* TASK BRIEF
Repeat only the lines below from the one that contains "For the man in" through the final line, exactly. Omit pictures.
══════
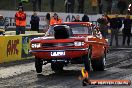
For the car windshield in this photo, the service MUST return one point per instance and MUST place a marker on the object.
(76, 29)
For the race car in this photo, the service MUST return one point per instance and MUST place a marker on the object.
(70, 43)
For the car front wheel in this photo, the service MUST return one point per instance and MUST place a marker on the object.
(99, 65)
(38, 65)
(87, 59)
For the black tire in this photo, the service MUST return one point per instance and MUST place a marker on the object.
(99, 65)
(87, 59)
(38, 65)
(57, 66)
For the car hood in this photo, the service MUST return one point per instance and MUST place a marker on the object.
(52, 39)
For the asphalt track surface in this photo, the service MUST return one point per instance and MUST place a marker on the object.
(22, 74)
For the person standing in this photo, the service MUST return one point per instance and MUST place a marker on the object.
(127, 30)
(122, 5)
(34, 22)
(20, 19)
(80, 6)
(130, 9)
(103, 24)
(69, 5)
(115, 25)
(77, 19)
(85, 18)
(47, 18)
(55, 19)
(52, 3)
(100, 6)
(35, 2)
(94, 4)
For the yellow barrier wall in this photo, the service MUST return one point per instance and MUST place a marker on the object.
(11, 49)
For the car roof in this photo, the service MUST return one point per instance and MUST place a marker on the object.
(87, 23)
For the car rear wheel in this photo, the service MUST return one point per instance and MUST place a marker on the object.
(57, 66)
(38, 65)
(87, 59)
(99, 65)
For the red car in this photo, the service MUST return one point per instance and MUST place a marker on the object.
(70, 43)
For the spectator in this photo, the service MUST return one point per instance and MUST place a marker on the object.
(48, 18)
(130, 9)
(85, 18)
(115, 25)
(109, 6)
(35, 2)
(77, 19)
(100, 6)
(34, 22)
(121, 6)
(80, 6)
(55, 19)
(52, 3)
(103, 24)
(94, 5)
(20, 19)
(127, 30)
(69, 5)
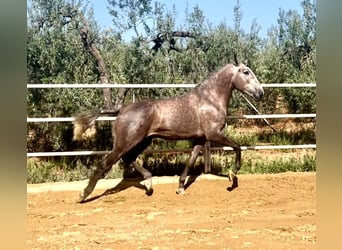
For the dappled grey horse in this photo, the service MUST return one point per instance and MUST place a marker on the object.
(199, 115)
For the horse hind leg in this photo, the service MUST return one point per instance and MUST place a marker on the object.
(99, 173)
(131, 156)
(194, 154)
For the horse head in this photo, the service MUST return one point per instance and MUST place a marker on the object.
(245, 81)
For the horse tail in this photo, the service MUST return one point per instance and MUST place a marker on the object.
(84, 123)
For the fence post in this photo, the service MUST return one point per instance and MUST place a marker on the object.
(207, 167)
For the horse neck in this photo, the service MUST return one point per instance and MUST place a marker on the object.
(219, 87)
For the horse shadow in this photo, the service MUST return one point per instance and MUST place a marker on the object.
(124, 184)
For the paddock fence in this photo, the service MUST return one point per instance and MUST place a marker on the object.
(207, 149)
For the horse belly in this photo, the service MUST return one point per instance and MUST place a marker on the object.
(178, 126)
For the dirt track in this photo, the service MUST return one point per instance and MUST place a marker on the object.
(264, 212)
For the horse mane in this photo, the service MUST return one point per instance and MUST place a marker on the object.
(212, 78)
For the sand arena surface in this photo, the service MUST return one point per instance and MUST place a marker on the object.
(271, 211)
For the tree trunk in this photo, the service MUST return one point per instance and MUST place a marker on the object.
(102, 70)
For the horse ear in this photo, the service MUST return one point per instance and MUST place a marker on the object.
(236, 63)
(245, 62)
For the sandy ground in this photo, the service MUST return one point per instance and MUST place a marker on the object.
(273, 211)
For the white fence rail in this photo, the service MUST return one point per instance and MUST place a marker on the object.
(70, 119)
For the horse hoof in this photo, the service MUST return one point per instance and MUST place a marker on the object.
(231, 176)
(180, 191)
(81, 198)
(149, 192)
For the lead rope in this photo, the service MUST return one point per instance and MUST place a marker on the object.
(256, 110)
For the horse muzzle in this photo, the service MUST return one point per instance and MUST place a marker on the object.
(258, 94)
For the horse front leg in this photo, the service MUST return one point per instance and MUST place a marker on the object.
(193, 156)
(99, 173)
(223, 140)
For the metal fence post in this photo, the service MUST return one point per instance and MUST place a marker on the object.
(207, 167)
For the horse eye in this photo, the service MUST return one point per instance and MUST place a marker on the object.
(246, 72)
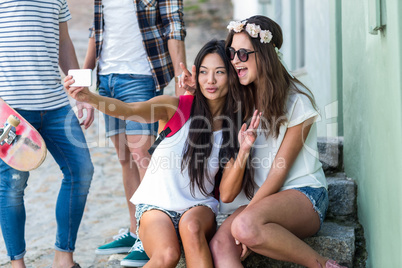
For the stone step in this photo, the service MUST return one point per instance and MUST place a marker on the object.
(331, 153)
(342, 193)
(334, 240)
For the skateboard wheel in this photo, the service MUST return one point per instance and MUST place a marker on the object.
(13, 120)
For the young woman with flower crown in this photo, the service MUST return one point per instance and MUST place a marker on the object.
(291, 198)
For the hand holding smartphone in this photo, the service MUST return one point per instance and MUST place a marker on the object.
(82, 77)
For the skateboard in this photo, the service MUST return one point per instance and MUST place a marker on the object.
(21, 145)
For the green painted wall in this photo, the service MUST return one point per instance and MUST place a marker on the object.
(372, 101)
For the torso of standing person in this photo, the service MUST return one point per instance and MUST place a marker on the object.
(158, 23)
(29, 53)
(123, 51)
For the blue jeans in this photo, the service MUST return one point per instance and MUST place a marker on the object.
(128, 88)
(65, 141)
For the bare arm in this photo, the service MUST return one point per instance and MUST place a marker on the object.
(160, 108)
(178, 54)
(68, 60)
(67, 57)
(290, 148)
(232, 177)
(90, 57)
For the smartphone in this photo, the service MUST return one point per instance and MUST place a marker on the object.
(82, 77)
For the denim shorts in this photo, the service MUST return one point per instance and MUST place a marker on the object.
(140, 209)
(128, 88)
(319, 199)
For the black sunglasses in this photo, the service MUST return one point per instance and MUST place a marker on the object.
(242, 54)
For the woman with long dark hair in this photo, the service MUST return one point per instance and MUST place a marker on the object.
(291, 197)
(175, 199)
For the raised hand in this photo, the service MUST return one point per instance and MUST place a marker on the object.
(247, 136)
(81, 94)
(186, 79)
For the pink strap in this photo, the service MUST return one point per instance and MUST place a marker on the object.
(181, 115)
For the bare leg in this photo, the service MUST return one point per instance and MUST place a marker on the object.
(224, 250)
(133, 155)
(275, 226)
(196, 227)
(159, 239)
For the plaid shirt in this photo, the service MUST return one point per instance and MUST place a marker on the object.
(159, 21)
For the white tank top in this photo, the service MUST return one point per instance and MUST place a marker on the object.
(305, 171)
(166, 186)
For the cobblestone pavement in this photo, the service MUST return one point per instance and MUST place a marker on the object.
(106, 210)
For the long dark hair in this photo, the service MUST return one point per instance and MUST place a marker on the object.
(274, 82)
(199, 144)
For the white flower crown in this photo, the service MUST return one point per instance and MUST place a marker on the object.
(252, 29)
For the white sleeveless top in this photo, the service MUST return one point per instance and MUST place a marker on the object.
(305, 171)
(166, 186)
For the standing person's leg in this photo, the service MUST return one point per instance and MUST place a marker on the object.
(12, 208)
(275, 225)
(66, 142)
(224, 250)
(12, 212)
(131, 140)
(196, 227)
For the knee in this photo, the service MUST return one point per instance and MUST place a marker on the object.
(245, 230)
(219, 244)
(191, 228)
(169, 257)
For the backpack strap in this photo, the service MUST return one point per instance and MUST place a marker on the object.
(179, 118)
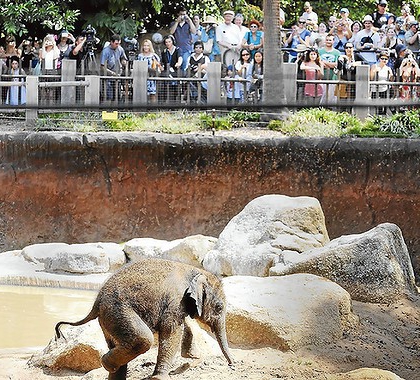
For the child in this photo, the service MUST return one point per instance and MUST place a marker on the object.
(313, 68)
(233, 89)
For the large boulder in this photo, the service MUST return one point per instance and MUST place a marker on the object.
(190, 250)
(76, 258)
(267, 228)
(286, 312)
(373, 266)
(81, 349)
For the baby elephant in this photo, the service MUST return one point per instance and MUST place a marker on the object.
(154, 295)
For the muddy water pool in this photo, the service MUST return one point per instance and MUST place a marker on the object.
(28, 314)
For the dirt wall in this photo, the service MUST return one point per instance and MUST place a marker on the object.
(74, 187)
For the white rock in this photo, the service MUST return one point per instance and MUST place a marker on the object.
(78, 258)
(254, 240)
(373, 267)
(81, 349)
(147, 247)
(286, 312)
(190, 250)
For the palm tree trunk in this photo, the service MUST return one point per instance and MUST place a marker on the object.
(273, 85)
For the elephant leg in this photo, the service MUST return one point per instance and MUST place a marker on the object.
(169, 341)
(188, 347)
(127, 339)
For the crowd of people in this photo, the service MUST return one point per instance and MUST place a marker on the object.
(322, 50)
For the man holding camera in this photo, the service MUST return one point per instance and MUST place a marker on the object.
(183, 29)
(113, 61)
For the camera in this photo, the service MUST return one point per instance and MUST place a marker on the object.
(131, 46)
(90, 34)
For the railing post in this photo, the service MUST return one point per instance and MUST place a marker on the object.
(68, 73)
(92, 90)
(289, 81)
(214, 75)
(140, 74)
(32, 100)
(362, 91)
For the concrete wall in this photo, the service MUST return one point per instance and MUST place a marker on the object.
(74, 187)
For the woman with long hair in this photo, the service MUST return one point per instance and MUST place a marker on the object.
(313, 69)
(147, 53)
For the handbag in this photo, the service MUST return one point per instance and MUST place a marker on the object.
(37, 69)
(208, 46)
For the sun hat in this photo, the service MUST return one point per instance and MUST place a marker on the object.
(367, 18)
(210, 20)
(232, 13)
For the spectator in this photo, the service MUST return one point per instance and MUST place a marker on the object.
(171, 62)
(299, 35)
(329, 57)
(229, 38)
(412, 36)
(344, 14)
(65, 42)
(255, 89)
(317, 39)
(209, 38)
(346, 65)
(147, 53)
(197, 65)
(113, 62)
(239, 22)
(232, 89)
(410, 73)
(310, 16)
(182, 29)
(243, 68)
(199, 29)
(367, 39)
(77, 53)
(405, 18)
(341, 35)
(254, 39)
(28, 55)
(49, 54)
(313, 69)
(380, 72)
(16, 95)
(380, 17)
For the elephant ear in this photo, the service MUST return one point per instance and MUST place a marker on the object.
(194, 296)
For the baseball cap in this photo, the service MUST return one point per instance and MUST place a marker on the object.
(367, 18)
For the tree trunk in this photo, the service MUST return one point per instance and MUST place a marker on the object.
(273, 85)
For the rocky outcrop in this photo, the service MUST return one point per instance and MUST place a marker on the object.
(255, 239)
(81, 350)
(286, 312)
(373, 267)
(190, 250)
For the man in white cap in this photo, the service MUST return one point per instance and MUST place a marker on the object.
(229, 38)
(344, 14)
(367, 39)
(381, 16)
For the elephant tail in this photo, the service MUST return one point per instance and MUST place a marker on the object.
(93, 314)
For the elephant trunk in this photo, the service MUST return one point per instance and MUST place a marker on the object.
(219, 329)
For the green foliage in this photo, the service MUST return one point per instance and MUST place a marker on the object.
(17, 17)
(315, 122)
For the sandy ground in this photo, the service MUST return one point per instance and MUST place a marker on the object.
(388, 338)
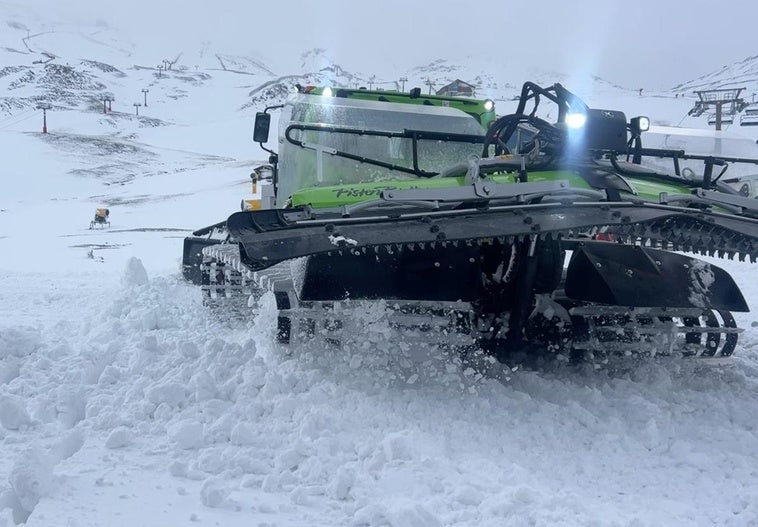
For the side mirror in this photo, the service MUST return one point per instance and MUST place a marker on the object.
══════
* RESPONSE BELOW
For the man in white cap in this photo, the service MUST return one point per instance and MUST place a marker on the object.
(229, 38)
(344, 14)
(367, 39)
(381, 16)
For the elephant tail in this photo, the service MUST return one point per instance and MUST place a marker on the object.
(93, 314)
For the elephant trunk in this photo, the service MUST return one point per instance and MUST place a marker on the object.
(219, 329)
For the green foliage in this photo, the service MUST return one point per instance and MUST place a marker on the object.
(17, 17)
(315, 122)
For the sandy ground in this photo, the service MUST return one point per instance and MUST place a marker on the object.
(388, 338)
For the side mirror in this photo, the service MUST return one point per instance and MUST place a marker on the object.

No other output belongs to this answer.